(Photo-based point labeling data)
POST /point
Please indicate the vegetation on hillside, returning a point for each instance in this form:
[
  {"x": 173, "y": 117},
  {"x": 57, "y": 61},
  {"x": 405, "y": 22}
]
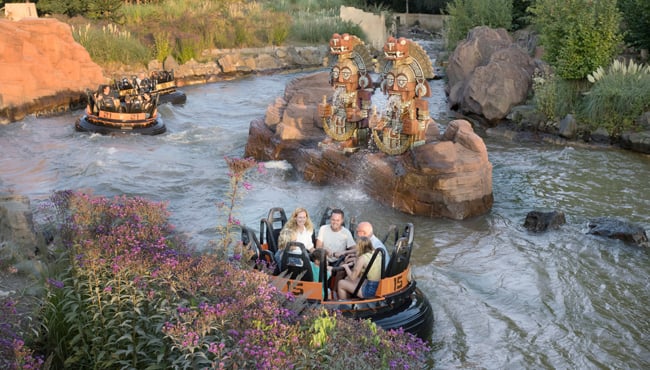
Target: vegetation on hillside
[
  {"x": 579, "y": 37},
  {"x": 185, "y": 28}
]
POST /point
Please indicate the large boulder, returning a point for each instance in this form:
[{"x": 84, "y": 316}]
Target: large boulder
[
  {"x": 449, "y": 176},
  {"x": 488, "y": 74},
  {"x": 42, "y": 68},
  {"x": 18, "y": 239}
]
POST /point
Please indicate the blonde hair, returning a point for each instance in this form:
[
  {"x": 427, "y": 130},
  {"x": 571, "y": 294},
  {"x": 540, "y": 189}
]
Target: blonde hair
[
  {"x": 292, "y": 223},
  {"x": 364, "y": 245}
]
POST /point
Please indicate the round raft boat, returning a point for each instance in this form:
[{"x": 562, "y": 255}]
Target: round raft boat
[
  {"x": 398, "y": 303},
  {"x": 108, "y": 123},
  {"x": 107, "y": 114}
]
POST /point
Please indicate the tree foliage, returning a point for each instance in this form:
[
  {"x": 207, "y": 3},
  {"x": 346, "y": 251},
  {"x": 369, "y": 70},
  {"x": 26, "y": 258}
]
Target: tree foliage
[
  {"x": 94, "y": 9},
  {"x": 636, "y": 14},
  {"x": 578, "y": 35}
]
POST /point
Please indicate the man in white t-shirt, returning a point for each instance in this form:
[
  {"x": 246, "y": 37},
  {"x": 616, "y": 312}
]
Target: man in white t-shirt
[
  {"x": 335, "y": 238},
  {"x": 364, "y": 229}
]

## Exercise description
Output the material word for word, omitting its pictures.

## Output for this exercise
POST /point
Please indicate the vegetation on hillside, returning a point for each instance in this form:
[
  {"x": 173, "y": 117},
  {"x": 57, "y": 61},
  {"x": 405, "y": 22}
]
Target: vegetation on hillside
[
  {"x": 579, "y": 37},
  {"x": 185, "y": 28}
]
POST /point
Please indicate the large boulder, returning a point for each instance in this form:
[{"x": 84, "y": 316}]
Target: large boulder
[
  {"x": 449, "y": 176},
  {"x": 488, "y": 74},
  {"x": 42, "y": 68},
  {"x": 18, "y": 239}
]
POST /point
Please indicate the blonde hair, returning a point for each instance in this form:
[
  {"x": 427, "y": 130},
  {"x": 571, "y": 294},
  {"x": 540, "y": 189}
]
Target: blonde hair
[
  {"x": 292, "y": 223},
  {"x": 364, "y": 245}
]
POST /point
Please indicate the round raft boat, returning a point for each instance in this form:
[{"x": 562, "y": 255}]
Target: round raft boat
[
  {"x": 398, "y": 303},
  {"x": 108, "y": 123},
  {"x": 107, "y": 114}
]
POST /point
Please indicate the tree foliage, returning a point for each instance in this form:
[
  {"x": 207, "y": 3},
  {"x": 346, "y": 251},
  {"x": 369, "y": 70},
  {"x": 26, "y": 258}
]
Target: tree foliage
[
  {"x": 94, "y": 9},
  {"x": 636, "y": 14},
  {"x": 578, "y": 35}
]
POST /point
Please indicate the man in white t-shirt, returning a point for each instance in this form:
[
  {"x": 246, "y": 37},
  {"x": 616, "y": 312}
]
Target: man in white t-shirt
[
  {"x": 335, "y": 238},
  {"x": 364, "y": 229}
]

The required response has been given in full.